> Aim of the task: Find the string "display" in the material. Copy every line that has it.

> Data under study:
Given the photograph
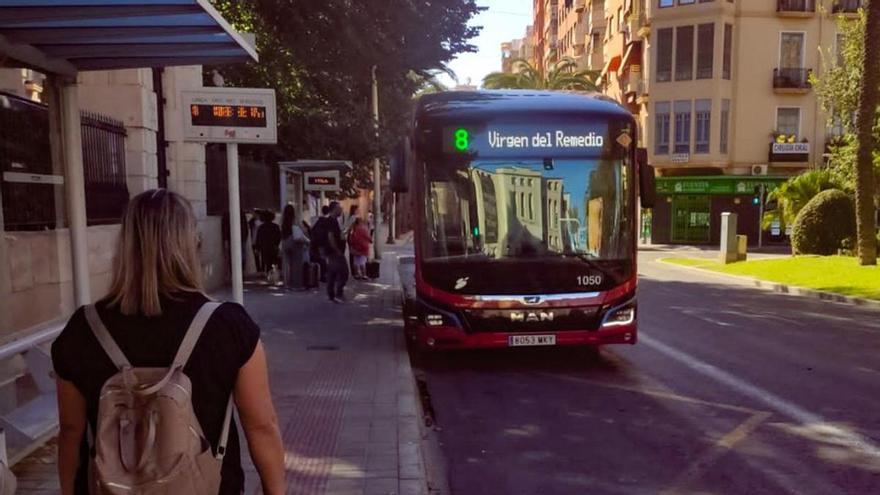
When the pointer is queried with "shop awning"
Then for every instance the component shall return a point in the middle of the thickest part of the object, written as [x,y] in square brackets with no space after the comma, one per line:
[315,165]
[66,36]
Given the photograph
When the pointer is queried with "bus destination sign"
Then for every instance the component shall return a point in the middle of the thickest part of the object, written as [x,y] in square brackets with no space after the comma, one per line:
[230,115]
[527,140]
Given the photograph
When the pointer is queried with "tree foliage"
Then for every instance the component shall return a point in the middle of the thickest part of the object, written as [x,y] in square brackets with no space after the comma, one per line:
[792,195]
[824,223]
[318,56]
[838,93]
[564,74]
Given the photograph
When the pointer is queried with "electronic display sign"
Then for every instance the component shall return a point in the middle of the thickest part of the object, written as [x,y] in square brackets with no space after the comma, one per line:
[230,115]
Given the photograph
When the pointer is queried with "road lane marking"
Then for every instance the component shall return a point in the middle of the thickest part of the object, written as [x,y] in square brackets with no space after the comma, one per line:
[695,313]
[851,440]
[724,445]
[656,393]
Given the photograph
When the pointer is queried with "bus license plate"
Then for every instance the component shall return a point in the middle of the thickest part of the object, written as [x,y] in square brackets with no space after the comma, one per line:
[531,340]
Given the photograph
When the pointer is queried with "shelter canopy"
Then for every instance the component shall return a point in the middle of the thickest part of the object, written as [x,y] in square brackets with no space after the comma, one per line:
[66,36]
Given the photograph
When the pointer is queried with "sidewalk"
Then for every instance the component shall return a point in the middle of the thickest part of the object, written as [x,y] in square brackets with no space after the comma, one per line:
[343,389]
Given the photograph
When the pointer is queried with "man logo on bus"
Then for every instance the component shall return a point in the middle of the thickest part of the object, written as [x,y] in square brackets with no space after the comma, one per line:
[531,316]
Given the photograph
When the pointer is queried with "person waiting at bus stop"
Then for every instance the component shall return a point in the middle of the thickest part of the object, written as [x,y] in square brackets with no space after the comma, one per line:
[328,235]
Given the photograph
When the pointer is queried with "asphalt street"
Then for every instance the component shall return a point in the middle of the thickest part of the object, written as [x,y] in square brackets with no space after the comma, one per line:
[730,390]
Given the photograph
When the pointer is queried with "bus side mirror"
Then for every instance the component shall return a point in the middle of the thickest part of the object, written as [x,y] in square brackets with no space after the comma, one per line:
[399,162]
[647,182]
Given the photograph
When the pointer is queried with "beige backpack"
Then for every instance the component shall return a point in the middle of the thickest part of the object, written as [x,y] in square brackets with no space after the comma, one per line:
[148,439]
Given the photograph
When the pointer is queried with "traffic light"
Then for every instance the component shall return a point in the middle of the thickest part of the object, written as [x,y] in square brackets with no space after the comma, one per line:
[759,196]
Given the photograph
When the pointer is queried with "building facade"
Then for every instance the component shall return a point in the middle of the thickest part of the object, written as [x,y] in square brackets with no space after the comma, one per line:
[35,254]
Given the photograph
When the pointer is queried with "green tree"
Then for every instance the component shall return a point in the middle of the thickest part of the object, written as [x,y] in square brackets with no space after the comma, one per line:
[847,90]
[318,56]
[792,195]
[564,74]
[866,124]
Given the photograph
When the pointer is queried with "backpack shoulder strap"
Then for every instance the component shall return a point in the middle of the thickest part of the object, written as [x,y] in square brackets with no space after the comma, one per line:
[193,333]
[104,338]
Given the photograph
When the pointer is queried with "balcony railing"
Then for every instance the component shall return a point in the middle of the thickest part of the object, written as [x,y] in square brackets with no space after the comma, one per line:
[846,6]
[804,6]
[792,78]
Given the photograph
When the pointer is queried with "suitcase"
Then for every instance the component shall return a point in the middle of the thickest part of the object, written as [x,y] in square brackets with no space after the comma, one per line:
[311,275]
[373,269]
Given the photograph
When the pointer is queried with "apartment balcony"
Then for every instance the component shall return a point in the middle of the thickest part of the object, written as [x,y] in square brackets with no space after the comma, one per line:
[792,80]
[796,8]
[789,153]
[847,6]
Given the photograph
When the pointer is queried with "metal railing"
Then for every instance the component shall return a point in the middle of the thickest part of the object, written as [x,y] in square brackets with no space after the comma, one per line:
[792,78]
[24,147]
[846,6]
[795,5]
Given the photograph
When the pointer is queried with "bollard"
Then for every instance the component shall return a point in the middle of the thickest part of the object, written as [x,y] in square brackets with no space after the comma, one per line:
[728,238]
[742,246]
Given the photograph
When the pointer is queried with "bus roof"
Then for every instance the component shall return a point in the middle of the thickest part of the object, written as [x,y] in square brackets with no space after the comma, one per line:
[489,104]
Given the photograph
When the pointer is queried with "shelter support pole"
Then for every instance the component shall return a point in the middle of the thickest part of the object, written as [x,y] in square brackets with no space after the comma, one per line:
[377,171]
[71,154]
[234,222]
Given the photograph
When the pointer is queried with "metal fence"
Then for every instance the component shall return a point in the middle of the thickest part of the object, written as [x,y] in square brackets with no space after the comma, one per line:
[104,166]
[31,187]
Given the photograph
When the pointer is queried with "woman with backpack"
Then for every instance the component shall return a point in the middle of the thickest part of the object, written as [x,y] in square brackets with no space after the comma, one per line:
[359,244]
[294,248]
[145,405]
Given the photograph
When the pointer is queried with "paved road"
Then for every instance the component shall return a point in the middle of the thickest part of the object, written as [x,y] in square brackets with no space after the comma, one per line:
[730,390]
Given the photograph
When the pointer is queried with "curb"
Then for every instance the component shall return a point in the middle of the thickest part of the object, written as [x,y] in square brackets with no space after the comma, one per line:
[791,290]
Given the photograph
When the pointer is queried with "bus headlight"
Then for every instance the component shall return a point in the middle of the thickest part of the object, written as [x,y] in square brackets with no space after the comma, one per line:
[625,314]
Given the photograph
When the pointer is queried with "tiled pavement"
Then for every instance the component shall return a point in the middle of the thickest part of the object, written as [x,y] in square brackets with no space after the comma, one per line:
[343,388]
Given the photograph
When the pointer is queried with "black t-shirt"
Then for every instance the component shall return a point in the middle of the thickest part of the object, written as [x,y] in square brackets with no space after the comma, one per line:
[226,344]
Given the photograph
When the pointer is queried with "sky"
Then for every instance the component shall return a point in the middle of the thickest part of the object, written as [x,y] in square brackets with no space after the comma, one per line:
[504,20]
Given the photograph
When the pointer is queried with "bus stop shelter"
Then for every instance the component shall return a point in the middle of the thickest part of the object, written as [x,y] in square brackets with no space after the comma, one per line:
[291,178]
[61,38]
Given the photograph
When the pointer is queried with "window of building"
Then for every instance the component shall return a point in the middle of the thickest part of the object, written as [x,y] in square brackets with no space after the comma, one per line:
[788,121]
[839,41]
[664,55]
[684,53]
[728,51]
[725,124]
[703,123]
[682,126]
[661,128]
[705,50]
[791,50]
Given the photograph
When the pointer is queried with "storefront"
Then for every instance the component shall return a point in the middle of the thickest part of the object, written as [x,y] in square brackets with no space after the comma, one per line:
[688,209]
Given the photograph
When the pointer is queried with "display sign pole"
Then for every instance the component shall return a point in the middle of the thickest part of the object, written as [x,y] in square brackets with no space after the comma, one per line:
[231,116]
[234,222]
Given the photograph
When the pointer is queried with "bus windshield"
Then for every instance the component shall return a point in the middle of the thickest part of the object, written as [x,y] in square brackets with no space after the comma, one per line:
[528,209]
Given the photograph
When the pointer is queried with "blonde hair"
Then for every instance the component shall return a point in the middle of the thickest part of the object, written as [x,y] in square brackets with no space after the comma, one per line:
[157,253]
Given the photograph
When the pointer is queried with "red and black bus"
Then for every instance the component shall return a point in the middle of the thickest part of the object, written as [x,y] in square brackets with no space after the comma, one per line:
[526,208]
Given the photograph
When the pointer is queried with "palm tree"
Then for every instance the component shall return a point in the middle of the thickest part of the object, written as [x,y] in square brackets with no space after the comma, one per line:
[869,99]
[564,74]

> Result of the exercise:
When the pointer is queried with "electronic display sign"
When the pointer is queried with "display sign pole"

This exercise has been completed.